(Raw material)
****

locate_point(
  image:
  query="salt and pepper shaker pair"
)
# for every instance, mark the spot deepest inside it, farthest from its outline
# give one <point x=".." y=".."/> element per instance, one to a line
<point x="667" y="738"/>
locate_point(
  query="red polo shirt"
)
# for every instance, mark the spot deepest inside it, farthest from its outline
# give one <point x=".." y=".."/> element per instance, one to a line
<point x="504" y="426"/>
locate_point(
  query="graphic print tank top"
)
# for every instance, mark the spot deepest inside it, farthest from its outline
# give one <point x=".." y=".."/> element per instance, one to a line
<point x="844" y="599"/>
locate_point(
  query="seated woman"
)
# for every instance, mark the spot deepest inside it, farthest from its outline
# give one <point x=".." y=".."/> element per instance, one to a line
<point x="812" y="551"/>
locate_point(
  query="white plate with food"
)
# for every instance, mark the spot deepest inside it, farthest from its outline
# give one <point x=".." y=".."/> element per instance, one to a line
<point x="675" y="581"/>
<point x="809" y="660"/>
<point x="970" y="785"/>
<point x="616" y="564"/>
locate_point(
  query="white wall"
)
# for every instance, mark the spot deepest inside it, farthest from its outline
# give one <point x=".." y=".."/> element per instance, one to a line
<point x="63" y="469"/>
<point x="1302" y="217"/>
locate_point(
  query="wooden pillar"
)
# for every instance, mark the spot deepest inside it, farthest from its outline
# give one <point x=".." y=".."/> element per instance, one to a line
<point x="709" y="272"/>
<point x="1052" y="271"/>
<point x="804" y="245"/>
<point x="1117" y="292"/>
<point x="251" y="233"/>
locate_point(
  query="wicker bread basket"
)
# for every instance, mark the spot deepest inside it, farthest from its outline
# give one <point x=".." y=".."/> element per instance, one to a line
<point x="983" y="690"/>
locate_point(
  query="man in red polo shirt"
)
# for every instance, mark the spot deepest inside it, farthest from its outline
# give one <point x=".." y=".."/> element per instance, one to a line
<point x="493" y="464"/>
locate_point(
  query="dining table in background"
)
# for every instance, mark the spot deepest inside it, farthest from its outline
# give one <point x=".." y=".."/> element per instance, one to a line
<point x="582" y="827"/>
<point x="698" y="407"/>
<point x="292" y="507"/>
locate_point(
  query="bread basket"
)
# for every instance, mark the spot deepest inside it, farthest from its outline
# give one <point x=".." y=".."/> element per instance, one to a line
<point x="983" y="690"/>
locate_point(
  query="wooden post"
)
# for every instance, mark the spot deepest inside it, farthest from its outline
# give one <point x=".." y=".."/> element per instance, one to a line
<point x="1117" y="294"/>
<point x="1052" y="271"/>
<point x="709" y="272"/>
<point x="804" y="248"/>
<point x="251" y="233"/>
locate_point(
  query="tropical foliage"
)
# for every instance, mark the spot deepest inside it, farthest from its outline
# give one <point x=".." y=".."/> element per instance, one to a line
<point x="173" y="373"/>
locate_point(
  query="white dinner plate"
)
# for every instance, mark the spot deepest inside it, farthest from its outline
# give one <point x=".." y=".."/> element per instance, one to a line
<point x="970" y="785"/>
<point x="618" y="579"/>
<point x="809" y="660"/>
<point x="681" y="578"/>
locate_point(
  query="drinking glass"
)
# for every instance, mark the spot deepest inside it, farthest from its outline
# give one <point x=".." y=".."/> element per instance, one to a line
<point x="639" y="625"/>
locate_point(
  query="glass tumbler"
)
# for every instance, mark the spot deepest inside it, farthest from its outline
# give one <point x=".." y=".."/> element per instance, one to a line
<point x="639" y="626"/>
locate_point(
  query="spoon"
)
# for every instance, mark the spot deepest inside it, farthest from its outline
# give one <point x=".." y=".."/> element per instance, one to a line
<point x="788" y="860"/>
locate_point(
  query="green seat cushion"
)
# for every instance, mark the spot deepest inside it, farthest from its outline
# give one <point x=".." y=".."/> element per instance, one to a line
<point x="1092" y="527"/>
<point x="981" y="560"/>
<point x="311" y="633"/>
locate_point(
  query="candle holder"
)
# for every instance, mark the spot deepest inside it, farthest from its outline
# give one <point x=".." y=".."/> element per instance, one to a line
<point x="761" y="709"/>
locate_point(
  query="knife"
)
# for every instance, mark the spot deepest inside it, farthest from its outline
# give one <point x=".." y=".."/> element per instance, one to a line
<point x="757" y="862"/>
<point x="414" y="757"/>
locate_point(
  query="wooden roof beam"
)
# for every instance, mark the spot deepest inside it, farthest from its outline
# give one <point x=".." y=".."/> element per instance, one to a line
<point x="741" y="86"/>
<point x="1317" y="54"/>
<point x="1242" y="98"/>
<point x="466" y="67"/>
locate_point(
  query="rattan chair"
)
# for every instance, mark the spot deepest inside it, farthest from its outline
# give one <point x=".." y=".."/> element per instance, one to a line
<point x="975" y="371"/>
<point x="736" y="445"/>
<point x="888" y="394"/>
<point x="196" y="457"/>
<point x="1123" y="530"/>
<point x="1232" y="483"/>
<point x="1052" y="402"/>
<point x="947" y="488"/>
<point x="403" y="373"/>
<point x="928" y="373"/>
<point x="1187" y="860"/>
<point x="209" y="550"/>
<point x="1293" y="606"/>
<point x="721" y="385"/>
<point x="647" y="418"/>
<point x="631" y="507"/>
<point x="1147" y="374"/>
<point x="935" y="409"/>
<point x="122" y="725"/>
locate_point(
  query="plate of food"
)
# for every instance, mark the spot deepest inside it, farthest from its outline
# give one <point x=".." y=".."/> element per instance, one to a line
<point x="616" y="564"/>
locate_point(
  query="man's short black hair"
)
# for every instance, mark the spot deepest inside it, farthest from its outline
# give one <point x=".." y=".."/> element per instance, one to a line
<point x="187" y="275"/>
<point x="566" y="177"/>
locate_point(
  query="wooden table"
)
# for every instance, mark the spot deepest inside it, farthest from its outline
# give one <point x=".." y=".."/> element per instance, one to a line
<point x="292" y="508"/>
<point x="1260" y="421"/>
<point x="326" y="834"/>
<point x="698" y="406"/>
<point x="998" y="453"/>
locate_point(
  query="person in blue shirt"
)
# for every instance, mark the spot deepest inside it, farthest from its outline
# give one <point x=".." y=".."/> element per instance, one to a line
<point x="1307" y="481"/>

****

◆ Your task:
Count how many lines of the material contain the string "bread", and give only that number.

◆ Solved exercise:
2